● **Source text**:
-- start --

Today a monk and I began making 28 Buddha statues.
Each time they begin again, teaching and re-introducing the teachings for new generations to carry on.
The Buddha we all identify with now was born nearly 2600 years ago and the next Buddha, number 29, will come again when the Dharma people know and practice today is once again lost.
We’re making these 28 Buddha’s in honor of the ancient tradition and to practice this craft so that we can share additional sculptures with other people… a way for my noble monk friend to earn a small living.
It’s hard to say what the Buddha really even looked like- perhaps you don’t even believe that Buddha was an actual person.
I personally think, who cares.
The image and the purpose of it, I believe, is just to remind us of a core set of principals and navigational tools to bring happiness to our lives.
To me, It’s art—and a visual reminder, a tool—that’s all.
As we pored the plaster into the mold, we didn’t know what to expect. I sculpt with clay but this plaster and mold was new to me, the process totally unfamiliar.
In less than an hour, we were removing the mold to reveal the most beautiful sculpture—it wasn’t dry, nor was it close to perfect, but I was so moved by how beautiful it was.
The monks chanted as we made it and I put some Bodhi leaves that I had collected from the base of the original Bodhi tree while I was in Sri Lanka into the plaster before it dried.
We cleaned it up some, sanding and scraping and perfecting… commenting on the imperfections and how we’ll improve on the next and next…
When it was ready to dry, we placed it on the counter and turned off the timer.. I’d timed how long it took us so we would know what kind of project we were in for to complete 28.

-- end --

● **Location annotation dataset excerpts**:
-- start --

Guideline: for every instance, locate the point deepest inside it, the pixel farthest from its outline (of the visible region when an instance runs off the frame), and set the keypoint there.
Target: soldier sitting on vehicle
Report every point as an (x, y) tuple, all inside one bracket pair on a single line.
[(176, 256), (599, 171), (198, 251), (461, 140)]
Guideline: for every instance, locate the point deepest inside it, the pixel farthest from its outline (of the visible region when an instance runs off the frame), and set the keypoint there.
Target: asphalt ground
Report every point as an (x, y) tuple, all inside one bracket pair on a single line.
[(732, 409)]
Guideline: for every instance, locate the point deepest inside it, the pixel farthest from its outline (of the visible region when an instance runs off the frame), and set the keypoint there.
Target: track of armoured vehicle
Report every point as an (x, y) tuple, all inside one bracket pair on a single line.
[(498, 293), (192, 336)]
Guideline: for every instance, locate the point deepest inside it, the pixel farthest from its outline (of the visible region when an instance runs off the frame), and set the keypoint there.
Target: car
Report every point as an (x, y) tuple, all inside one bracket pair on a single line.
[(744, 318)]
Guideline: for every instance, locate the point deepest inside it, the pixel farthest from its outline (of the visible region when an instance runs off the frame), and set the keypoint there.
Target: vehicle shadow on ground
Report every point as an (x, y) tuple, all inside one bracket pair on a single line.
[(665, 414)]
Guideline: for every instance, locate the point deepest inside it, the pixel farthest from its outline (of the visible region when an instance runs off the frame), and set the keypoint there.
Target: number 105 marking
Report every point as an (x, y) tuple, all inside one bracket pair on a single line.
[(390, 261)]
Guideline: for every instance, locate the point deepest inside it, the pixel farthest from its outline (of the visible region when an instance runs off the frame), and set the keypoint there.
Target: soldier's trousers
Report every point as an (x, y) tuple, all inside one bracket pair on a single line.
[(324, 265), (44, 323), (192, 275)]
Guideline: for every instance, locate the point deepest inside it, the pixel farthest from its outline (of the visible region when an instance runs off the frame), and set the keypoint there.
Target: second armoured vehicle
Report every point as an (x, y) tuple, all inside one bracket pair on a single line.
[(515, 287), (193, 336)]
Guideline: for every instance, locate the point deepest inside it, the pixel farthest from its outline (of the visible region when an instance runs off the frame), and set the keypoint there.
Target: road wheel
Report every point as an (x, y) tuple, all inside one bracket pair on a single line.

-- end --

● **What this task involves**:
Rewrite the stretch of the Buddha statue passage from "It’s hard to" through "to our lives.", replacing "happiness" with "peace".

● **Expected answer**:
It’s hard to say what the Buddha really even looked like- perhaps you don’t even believe that Buddha was an actual person.
I personally think, who cares.
The image and the purpose of it, I believe, is just to remind us of a core set of principals and navigational tools to bring peace to our lives.